• **TASK STATEMENT**:
Copy the stretch of the data below word for word, from the line that contains "palm tree trunk." through the end of the data.

• **DATA SUPPLIED**:
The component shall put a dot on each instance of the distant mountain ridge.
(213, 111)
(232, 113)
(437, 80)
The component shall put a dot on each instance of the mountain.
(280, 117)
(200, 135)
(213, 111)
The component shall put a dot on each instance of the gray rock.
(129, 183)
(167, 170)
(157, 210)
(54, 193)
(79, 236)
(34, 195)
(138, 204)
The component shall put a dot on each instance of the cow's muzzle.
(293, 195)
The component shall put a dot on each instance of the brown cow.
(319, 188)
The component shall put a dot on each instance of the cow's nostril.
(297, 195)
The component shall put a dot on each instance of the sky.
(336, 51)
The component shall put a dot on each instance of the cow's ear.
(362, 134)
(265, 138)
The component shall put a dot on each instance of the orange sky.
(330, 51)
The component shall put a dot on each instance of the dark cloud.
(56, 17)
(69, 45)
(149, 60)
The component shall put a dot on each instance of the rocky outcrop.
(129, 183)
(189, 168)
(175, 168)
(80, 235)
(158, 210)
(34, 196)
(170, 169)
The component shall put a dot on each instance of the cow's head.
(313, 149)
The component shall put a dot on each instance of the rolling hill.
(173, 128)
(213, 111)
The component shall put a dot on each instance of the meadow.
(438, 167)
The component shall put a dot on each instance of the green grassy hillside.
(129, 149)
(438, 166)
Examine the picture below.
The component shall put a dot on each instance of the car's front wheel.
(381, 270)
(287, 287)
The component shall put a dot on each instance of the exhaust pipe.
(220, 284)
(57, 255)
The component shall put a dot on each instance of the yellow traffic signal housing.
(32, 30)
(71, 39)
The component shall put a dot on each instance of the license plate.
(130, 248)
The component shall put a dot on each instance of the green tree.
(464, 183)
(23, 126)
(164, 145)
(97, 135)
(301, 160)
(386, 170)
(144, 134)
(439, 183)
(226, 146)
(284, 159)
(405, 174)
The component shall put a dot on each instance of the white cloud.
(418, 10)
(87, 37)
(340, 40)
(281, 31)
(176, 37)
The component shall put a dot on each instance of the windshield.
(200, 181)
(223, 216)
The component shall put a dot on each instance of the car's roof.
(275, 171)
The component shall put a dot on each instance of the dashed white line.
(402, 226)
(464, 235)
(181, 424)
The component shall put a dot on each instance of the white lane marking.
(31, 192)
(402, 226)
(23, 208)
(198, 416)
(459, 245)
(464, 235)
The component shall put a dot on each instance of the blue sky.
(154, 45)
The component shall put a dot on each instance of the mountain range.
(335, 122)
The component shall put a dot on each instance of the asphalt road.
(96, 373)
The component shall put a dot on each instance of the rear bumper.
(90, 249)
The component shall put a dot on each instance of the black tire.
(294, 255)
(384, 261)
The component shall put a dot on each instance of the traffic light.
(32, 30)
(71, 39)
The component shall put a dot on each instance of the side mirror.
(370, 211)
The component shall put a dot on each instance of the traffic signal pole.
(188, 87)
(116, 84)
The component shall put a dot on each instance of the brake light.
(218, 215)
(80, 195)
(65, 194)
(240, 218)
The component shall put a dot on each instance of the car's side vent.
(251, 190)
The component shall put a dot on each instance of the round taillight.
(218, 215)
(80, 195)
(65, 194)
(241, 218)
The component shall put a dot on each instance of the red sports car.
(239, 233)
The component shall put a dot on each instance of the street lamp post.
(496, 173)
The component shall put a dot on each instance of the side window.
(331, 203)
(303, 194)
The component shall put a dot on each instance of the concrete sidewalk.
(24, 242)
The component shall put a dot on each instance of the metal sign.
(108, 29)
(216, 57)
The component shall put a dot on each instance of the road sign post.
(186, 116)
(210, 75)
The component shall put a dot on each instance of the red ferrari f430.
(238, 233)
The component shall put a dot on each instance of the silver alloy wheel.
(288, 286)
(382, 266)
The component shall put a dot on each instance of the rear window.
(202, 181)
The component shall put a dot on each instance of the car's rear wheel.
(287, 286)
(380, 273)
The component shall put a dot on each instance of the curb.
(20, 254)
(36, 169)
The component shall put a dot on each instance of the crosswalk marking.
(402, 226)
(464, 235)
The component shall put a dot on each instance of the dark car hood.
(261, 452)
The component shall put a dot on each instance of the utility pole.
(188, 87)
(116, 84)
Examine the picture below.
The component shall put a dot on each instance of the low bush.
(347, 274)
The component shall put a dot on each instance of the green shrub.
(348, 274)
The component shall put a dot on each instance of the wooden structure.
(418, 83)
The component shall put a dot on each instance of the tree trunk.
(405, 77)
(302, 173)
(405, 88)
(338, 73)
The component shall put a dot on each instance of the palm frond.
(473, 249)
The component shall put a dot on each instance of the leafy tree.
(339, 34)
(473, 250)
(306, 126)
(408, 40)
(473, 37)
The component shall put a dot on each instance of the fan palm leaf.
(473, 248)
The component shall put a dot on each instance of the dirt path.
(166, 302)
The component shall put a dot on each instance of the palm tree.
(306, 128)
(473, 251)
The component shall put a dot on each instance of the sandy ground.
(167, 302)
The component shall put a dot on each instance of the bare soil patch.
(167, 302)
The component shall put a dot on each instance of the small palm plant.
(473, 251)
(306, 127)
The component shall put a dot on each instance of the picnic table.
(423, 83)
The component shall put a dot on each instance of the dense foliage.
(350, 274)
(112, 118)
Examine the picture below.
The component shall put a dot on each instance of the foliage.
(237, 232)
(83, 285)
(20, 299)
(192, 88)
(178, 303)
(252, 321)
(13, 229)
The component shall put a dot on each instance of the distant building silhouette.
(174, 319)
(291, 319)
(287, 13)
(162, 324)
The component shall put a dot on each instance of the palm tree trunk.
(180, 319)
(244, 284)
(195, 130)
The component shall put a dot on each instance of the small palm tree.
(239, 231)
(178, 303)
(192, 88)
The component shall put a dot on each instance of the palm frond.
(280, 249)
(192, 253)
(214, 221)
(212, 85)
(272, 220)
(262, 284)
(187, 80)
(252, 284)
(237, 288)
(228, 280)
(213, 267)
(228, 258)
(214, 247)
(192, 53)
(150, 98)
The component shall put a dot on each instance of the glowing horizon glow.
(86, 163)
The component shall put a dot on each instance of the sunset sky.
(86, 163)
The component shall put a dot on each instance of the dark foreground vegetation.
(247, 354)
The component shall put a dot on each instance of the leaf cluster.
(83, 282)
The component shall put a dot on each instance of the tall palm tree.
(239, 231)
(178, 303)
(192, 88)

• **COMPLETED EXERCISE**:
The component shall put a dot on each instance of the palm tree trunk.
(180, 319)
(244, 284)
(195, 130)
The component shall put a dot on each instance of the small palm tree.
(239, 231)
(178, 303)
(192, 88)
The component shall put a dot on each instance of the palm frond.
(280, 249)
(192, 253)
(214, 221)
(212, 85)
(272, 220)
(262, 284)
(187, 80)
(252, 284)
(237, 288)
(228, 280)
(213, 267)
(228, 258)
(214, 247)
(192, 53)
(150, 98)
The component shall put a dot on each instance of the glowing horizon glow.
(86, 163)
The component shall put a dot on each instance of the sunset sky.
(86, 163)
The component shall put a dot on each instance of the dark foreground vegetation.
(247, 354)
The component shall put a dot on each instance of the leaf cluster.
(83, 282)
The component shall put a dot on each instance of the tall palm tree.
(239, 231)
(178, 303)
(192, 88)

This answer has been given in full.